### [The request]
Using the forum thread about a first tri tip, answer these questions.
1. What did RLwhaler forget while getting excited about the cook?
2. Where did RLwhaler marinate the tri tip overnight?
3. According to RLwhaler, what gets thrown in a cooler?

### [Document extract]
START
# Tri tip First time.



## RLwhaler (Sep 10, 2005)

Tri tip first time.Courtesy of CaptJack!


----------



## Haute Pursuit (Jun 26, 2006)

That looks good brother!


----------



## poco jim (Jun 28, 2010)

How tender was it, looks great!


----------



## RLwhaler (Sep 10, 2005)

Haute Pursuit said:


> That looks good brother!


Thank you Sir....credit goes to CaptJack though..He had me staring at his picture for a day. I got all exited and totally forgot the side dishes! I'm waiting for it to gets a little cooler to give the Old Haute Pursuit Catfish Surpreme to kick in!:brew2:


----------



## RLwhaler (Sep 10, 2005)

poco jim said:


> How tender was it, looks great!


Really tender Sir! I marinaded over night in a zip lock bag.Pulled it from the fridge to bring it back to room temp. before sticking it in the grill. Pulled out at 130 internal temp,Wrap in foil AND towel for 30 minutes.Then cut.


----------



## sotexhookset (Jun 4, 2011)

Dude. Looks like you nailed it. I need to try cooking it sometime.


----------



## RLwhaler (Sep 10, 2005)

sotexhookset said:


> Dude. Looks like you nailed it. I need to try cooking it sometime.


Well H3ll...If you were little closer..Hit ya on the rebound Hookset!:brew2:

I followed CaptJack's advice.


----------



## Law Dog (Jul 27, 2010)

Looks great, Congrats!


----------



## ibtbone (Oct 7, 2013)

RLwhaler said:


> Really tender Sir! I marinaded over night in a zip lock bag.Pulled it from the fridge to bring it back to room temp. before sticking it in the grill. Pulled out at 130 internal temp,Wrap in foil AND towel for 30 minutes.Then cut.


about how long on the grill did it take?

my first attempt was a failure, i did not budged enough grill time, thanks for the foil and towel tip.


----------



## RLwhaler (Sep 10, 2005)

ibtbone said:


> about how long on the grill did it take?
> 
> my first attempt was a failure, i did not budged enough grill time, thanks for the foil and towel tip.


Good question...I did not focused on the amount of time in the grill.My goal was the internal temp.(130-135) pulled out,then wrap in foil and a towel.Let it sit for 30 minutes.Temp will go up slightly a bit.Natural juices will be moist.Kinda like how I'm used to doing my brisket.(brisket gets thrown in a cooler wrap up)

Hope you find this helpful.It's worth trying it again.Cheers!:brew2:


----------



## Thepartsguy50 (Jun 2, 2009)
END
### [Records supplied]
START
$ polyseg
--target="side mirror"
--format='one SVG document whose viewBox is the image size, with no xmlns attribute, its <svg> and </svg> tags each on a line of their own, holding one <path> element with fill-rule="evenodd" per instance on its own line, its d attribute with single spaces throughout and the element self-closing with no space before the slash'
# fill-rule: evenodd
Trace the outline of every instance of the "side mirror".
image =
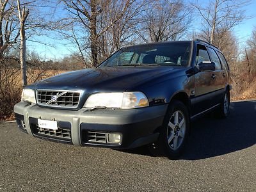
<svg viewBox="0 0 256 192">
<path fill-rule="evenodd" d="M 197 68 L 199 72 L 213 71 L 215 70 L 215 63 L 211 61 L 203 61 L 197 65 Z"/>
</svg>

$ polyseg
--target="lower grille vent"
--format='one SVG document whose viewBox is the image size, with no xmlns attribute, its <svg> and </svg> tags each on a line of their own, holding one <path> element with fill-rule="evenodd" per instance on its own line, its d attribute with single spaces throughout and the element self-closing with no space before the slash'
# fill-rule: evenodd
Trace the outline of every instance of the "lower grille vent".
<svg viewBox="0 0 256 192">
<path fill-rule="evenodd" d="M 45 128 L 40 128 L 36 125 L 38 134 L 53 136 L 62 139 L 71 140 L 71 131 L 70 129 L 58 128 L 58 130 L 52 130 Z"/>
<path fill-rule="evenodd" d="M 88 142 L 107 143 L 105 132 L 88 131 L 87 136 Z"/>
</svg>

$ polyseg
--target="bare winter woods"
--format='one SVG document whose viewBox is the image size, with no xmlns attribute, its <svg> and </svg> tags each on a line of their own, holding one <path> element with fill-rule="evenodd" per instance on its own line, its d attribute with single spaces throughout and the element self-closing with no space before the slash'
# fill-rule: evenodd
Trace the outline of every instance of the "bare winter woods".
<svg viewBox="0 0 256 192">
<path fill-rule="evenodd" d="M 118 49 L 152 42 L 200 38 L 230 65 L 233 99 L 256 97 L 256 28 L 243 45 L 234 31 L 250 17 L 248 0 L 0 0 L 0 119 L 12 114 L 22 85 L 64 70 L 95 67 Z M 256 26 L 256 22 L 255 22 Z M 31 42 L 69 55 L 50 60 Z"/>
</svg>

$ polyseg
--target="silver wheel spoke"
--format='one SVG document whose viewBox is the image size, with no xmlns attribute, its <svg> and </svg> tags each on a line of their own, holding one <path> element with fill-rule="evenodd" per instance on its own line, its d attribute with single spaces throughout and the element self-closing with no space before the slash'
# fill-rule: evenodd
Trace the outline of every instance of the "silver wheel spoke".
<svg viewBox="0 0 256 192">
<path fill-rule="evenodd" d="M 173 138 L 173 148 L 174 148 L 174 149 L 176 149 L 177 146 L 177 145 L 178 145 L 178 138 L 177 138 L 177 137 L 175 137 L 175 138 Z"/>
<path fill-rule="evenodd" d="M 183 118 L 182 120 L 181 120 L 180 123 L 179 124 L 179 127 L 180 127 L 180 128 L 182 127 L 184 122 L 185 122 L 185 120 L 184 120 L 184 118 Z"/>
<path fill-rule="evenodd" d="M 174 116 L 174 123 L 175 124 L 179 124 L 179 112 L 176 111 Z"/>
<path fill-rule="evenodd" d="M 167 127 L 167 142 L 174 150 L 177 150 L 185 138 L 186 122 L 184 113 L 180 110 L 173 112 Z"/>
<path fill-rule="evenodd" d="M 174 134 L 173 133 L 171 133 L 170 134 L 170 136 L 168 136 L 168 144 L 170 143 L 171 143 L 171 141 L 172 141 L 172 140 L 173 139 L 173 138 L 174 138 Z"/>
<path fill-rule="evenodd" d="M 181 131 L 181 130 L 180 131 L 179 131 L 179 136 L 182 138 L 184 138 L 184 133 Z"/>
<path fill-rule="evenodd" d="M 173 125 L 173 123 L 172 123 L 171 122 L 169 122 L 168 126 L 173 130 L 174 130 L 174 128 L 175 127 L 175 125 Z"/>
</svg>

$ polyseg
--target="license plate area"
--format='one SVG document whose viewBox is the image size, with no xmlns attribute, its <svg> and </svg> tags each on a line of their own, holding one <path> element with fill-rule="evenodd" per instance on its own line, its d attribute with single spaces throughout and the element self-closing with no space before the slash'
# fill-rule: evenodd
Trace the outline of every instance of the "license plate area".
<svg viewBox="0 0 256 192">
<path fill-rule="evenodd" d="M 58 130 L 57 122 L 47 120 L 44 119 L 37 119 L 38 127 L 40 128 L 49 129 L 51 130 Z"/>
</svg>

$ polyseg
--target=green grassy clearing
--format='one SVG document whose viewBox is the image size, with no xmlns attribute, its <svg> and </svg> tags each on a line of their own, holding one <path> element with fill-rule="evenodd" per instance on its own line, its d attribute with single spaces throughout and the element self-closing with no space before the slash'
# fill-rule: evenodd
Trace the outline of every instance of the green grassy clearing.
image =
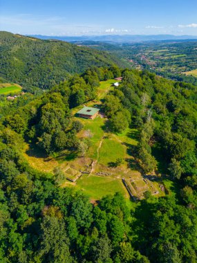
<svg viewBox="0 0 197 263">
<path fill-rule="evenodd" d="M 104 120 L 100 116 L 97 116 L 94 120 L 80 119 L 80 121 L 84 126 L 83 131 L 79 134 L 79 137 L 88 138 L 91 143 L 86 155 L 96 160 L 97 158 L 97 149 L 104 134 L 102 129 L 104 125 Z"/>
<path fill-rule="evenodd" d="M 99 100 L 104 99 L 106 93 L 109 91 L 112 91 L 113 89 L 113 87 L 111 87 L 111 85 L 116 82 L 117 81 L 115 80 L 101 81 L 100 86 L 98 87 L 97 89 L 97 98 Z"/>
<path fill-rule="evenodd" d="M 10 93 L 17 93 L 21 91 L 22 88 L 15 84 L 8 83 L 0 84 L 0 95 L 6 95 Z"/>
<path fill-rule="evenodd" d="M 114 80 L 101 82 L 98 89 L 98 97 L 100 100 L 104 98 L 109 90 L 113 89 L 111 85 L 113 82 Z M 93 102 L 88 103 L 93 104 Z M 73 114 L 76 110 L 77 109 L 73 109 Z M 138 181 L 140 184 L 138 183 L 138 188 L 140 188 L 140 183 L 143 183 L 140 181 L 142 176 L 133 157 L 133 150 L 138 144 L 138 131 L 128 128 L 121 134 L 106 133 L 104 129 L 106 120 L 100 116 L 94 120 L 77 117 L 75 118 L 84 125 L 83 129 L 77 134 L 78 138 L 89 138 L 91 143 L 84 157 L 79 158 L 76 153 L 71 154 L 66 150 L 59 153 L 59 156 L 56 158 L 48 157 L 43 156 L 38 149 L 26 148 L 24 156 L 29 163 L 36 169 L 50 174 L 57 166 L 62 170 L 66 169 L 66 167 L 70 167 L 71 169 L 77 171 L 90 172 L 93 161 L 97 161 L 91 175 L 83 174 L 76 182 L 71 183 L 66 181 L 62 186 L 72 187 L 77 190 L 84 191 L 92 199 L 100 199 L 107 194 L 120 192 L 129 200 L 129 193 L 121 178 L 132 178 Z M 101 142 L 101 147 L 99 148 Z M 109 167 L 110 163 L 115 162 L 118 158 L 124 160 L 123 163 L 118 167 Z M 68 172 L 69 170 L 66 172 Z M 104 176 L 95 175 L 98 172 L 107 172 L 109 174 Z M 156 183 L 154 186 L 158 188 L 158 183 Z"/>
<path fill-rule="evenodd" d="M 108 166 L 109 163 L 115 162 L 118 158 L 126 157 L 125 147 L 115 139 L 106 138 L 103 140 L 99 152 L 98 162 Z"/>
<path fill-rule="evenodd" d="M 192 75 L 194 77 L 197 78 L 197 69 L 194 69 L 193 71 L 184 72 L 186 75 Z"/>
<path fill-rule="evenodd" d="M 83 175 L 77 181 L 75 184 L 66 183 L 65 186 L 82 190 L 84 194 L 96 200 L 106 194 L 113 194 L 116 192 L 121 192 L 127 199 L 129 198 L 122 180 L 111 177 Z"/>
</svg>

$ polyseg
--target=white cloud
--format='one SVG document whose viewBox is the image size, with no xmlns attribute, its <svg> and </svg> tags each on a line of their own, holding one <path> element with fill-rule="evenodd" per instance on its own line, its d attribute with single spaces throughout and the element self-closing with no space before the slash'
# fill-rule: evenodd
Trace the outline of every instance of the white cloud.
<svg viewBox="0 0 197 263">
<path fill-rule="evenodd" d="M 127 33 L 129 32 L 128 29 L 115 29 L 113 28 L 107 28 L 104 30 L 105 33 Z"/>
<path fill-rule="evenodd" d="M 178 26 L 180 28 L 197 28 L 197 24 L 189 24 L 189 25 L 178 25 Z"/>
<path fill-rule="evenodd" d="M 159 28 L 164 28 L 164 26 L 146 26 L 146 28 L 159 29 Z"/>
</svg>

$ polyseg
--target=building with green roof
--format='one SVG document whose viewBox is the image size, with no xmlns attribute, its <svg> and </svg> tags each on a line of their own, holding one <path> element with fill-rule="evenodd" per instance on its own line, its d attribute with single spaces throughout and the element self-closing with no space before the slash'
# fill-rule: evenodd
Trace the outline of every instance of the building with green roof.
<svg viewBox="0 0 197 263">
<path fill-rule="evenodd" d="M 93 120 L 98 114 L 100 109 L 92 108 L 91 107 L 84 107 L 77 112 L 77 115 L 81 118 Z"/>
</svg>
END
### [Output of the exercise]
1. The side dishes.
2. In a zip lock bag.
3. Brisket.